| Given instruction |
Please print every one of the rows below verbatim, keeping each character and line break unchanged.
─── Items ───
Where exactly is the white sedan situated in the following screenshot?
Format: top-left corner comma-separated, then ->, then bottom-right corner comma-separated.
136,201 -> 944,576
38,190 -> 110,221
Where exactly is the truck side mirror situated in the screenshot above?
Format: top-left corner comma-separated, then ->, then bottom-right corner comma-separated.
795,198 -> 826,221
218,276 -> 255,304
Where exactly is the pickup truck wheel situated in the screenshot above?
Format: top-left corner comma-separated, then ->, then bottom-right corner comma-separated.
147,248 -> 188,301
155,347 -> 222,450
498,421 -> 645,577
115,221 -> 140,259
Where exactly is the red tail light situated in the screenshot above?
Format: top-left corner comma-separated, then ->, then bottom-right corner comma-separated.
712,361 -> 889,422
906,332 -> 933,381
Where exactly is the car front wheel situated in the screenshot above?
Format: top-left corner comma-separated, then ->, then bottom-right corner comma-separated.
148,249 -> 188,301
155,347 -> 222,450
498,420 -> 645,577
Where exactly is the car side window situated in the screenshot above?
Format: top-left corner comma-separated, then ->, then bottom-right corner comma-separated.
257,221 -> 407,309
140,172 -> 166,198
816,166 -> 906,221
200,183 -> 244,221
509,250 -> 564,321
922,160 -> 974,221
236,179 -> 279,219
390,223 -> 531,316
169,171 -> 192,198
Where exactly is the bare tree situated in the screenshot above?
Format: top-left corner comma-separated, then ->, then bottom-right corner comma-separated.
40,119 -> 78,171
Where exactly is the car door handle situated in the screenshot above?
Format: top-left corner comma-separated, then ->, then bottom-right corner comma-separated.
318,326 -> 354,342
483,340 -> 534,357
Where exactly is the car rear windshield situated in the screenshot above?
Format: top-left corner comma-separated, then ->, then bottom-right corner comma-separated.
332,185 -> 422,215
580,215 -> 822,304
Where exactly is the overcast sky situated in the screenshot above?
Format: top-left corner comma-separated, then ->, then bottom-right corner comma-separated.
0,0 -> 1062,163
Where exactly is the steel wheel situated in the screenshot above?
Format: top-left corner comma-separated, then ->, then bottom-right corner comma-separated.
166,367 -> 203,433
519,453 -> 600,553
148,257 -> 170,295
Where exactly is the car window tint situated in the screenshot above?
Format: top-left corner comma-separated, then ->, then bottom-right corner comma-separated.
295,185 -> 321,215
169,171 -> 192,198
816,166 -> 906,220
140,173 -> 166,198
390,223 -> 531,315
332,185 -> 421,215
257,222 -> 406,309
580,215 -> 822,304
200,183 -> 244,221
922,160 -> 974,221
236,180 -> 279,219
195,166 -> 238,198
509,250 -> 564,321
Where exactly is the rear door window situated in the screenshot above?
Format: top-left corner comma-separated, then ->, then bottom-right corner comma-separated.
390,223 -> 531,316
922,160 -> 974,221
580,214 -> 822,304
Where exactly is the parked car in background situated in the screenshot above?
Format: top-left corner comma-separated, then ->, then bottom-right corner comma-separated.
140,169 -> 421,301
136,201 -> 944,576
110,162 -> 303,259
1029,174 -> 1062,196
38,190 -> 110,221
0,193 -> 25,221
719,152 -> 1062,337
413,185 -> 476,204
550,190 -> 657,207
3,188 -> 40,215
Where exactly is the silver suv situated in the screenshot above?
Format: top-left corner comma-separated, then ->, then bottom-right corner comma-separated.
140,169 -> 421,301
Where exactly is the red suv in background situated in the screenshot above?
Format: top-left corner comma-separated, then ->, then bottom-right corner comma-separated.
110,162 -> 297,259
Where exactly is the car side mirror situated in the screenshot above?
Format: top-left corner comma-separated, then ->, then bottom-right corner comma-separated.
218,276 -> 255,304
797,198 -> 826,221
───
| Result for this task |
Where exactly is the white sedan situated in the following screenshot?
Format: top-left corner comma-separated, then ->, then bottom-right corner comma-separated.
136,201 -> 944,576
38,190 -> 110,221
Where exactly is the truck side mirror situated in the screenshot above?
Format: top-left corner comma-separated, then ->, then bottom-right corner comma-separated.
795,198 -> 826,221
218,276 -> 255,304
Where exactly is the pickup truck wheel situated in the screenshot above?
Format: top-left corner comma-separated, then ->, then bottom-right corner comma-separated.
147,248 -> 188,301
155,347 -> 222,450
498,421 -> 645,577
115,221 -> 140,259
Where exactly is the red tail light situated in the screenshot above?
Format: top-left corner comma-separated, then ->, then bottom-right corner comma-separated.
712,361 -> 889,422
906,332 -> 933,381
Where exactly is the car front wheel situated in the screenshot above?
Format: top-left corner comma-separated, then ->, then bottom-right corner comma-separated.
148,249 -> 188,301
155,347 -> 222,450
498,420 -> 645,577
Where exactly is the car side window situated in the screenshot above?
Format: top-left corner comma-separated, then ->, then bottom-right corner comma-separated.
257,221 -> 407,309
140,172 -> 166,198
816,166 -> 906,221
200,183 -> 244,221
509,250 -> 564,321
922,160 -> 974,221
236,179 -> 279,219
390,223 -> 531,316
169,171 -> 192,198
Where exactly is the bare tree situated in the screenshot above?
Format: top-left corner comma-separated, then ->, then bottom-right corner comma-separated.
40,119 -> 78,171
Where exactly is the car door handle situated in the screenshot above?
Format: top-left corner comma-separated, then ->, then bottom-right corner comma-separated.
318,326 -> 354,342
483,340 -> 534,357
Where exactly is the car rear windshield situated in the screenshot above?
Format: top-left corner comma-separated, then ->, then bottom-right corner comma-separated.
332,185 -> 422,215
580,215 -> 822,304
Where exactly is the overcast sky situated in the screenshot above?
Format: top-left corner comma-separated, then ->, then bottom-right corner comma-separated.
0,0 -> 1062,163
Where exactly is the steel wheel situated in the screenshot above?
Format: top-left corner comma-separated, then ->, then bottom-right corner comma-separated.
166,367 -> 203,433
519,453 -> 600,553
148,257 -> 170,295
Where exactly is the car window tint situated in the screenshot above?
Format: top-left corner comma-separated, then ->, then bottom-right corner comma-separated.
295,185 -> 321,215
169,171 -> 192,198
816,166 -> 906,220
140,173 -> 166,198
390,223 -> 531,315
332,185 -> 421,215
257,222 -> 406,309
580,215 -> 822,304
200,183 -> 244,221
922,160 -> 974,221
236,180 -> 279,219
195,166 -> 238,198
509,250 -> 564,321
Where exactly is the rear door window situated in the screenshot above?
Format: top-left corner comma-separated, then ->, then bottom-right corner comma-separated.
390,223 -> 531,316
922,160 -> 974,221
580,214 -> 822,304
Where exactly is the parked car in background situated in the screenshot above?
Format: top-left corner comma-separated, then ->, then bottom-right corner comma-separated.
140,169 -> 421,301
136,201 -> 944,576
110,162 -> 303,259
1029,174 -> 1062,196
38,190 -> 110,221
0,193 -> 25,221
719,152 -> 1062,337
413,185 -> 476,204
550,190 -> 657,207
3,188 -> 40,215
Where exactly is the silver suv situated in the screenshot above?
Format: top-left corner comma-separated, then ->, then bottom-right corner comma-separated.
140,169 -> 421,301
Where exactly is the red suv in background situated in the screenshot above?
Format: top-left corner comma-separated, then ->, then bottom-right corner comma-separated.
110,162 -> 297,259
Where exactly is the car side mirror situated in the screenshot above?
Format: top-left corner comma-separated, then ->, then bottom-right corner comma-separated.
218,276 -> 255,304
797,198 -> 826,221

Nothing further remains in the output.